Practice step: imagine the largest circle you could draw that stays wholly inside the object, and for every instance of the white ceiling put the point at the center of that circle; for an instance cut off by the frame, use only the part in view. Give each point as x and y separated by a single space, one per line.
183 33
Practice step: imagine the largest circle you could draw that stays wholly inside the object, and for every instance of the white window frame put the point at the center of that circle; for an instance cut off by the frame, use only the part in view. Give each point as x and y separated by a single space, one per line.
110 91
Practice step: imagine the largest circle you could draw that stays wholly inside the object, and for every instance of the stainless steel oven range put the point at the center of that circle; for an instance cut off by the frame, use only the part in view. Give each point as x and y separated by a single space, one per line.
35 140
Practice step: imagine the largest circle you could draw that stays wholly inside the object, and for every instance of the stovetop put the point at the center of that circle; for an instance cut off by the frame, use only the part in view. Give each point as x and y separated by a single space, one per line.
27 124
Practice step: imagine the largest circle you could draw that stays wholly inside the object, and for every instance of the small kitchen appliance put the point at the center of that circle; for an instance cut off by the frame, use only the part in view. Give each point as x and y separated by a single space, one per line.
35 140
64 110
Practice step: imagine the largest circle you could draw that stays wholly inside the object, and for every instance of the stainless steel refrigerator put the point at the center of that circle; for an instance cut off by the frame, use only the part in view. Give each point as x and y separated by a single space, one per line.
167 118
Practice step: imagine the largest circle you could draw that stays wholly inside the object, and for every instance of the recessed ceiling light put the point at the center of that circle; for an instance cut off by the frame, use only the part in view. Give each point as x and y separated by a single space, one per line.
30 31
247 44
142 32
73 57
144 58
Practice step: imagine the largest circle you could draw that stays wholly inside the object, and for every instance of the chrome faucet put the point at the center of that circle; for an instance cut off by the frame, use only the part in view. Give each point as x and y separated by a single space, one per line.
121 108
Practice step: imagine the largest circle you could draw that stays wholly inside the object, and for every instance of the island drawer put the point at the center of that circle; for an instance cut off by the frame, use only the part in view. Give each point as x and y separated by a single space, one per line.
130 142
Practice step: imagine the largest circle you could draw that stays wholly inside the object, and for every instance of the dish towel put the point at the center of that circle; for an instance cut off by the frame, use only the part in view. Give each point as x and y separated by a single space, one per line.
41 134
==================================================
_Set exercise:_
Copy every entry above word for word, keeping each one on its own line in its original order.

_Reply:_
Practice step: imagine the largest circle you could draw that stays wholly inside the object, and for every instance of the white ceiling put the point at the center of that circle; for an instance cut off by the frame, use only the part in view. Give each point as x and y separated by a single space, one per line.
183 33
Practice step: imagine the largest circle you could draw that stays wholly inside the object, and for every instance of the white window frame put the point at the center of that circle; for an instance cut off by the frame, use only the part in view. Give each point as x and y separated by a single space, one per line.
110 91
Practice step: imagine the largest circle you could draw that stays wholly inside the object, and for every instance of the stainless steel oven range put the point at the center of that circle; for an instance cut off by the frame, use only the part in view. Give each point as x and y separated by a single space, one per line.
35 140
Practice step: imagine the largest circle you could draw that stays wholly inside the object, and for every instance of the stovetop put the point at the center of that circle; for an instance cut off by the frame, use only the part in view. Give each point as x and y separated by a single space, one per line.
27 124
Practice step: imagine the largest circle you could draw that stays wholly inside the object, and for every instance of the small kitchen appliance put the point at the center of that circle; for an instance cut off by the frame, use only the part in view. Give each point as x and y separated by a single space, one per line.
35 140
64 110
Practice step: imagine the largest circle you could draw that stays wholly inside the object, and for every instance of the stainless steel refrigerator put the point at the center of that circle; for an instance cut off by the frame, use only the part in view. Give each point as x and y separated by a single space, one per line.
167 118
Practice step: imagine the largest circle you could draw that stays wholly inside the object, and for every instance of the recessed ceiling light put the point at the center of that circle; for an instance cut off by the frame, use only the part in view. Give each point as x and y separated by a single space, one per line.
30 31
247 44
142 32
73 57
144 58
Practice step: imagine the largest circle you could draw that stays wholly inside the object, and for every instance of the chrome faucet put the point at the center of that circle; for an instance cut off by the frame, use only the part in view. Give each point as x and y separated by a single space, one per line.
121 108
Practice step: imagine the largest circle you could draw that stays wholly inside the object, and for every instance of the island drawer put the point at the center of that circle; for an instance cut off by the frame, use only the part in view. Give each point as x and y separated by a single space, one per line.
130 142
Practice step: imagine the largest circle you could draw that stays wholly inside the object, and for every instance of the dish towel put the point at the center of that circle; for an instance cut off by the frame, use only the part in view. Give each point as x and y separated by a single space, one per line.
41 134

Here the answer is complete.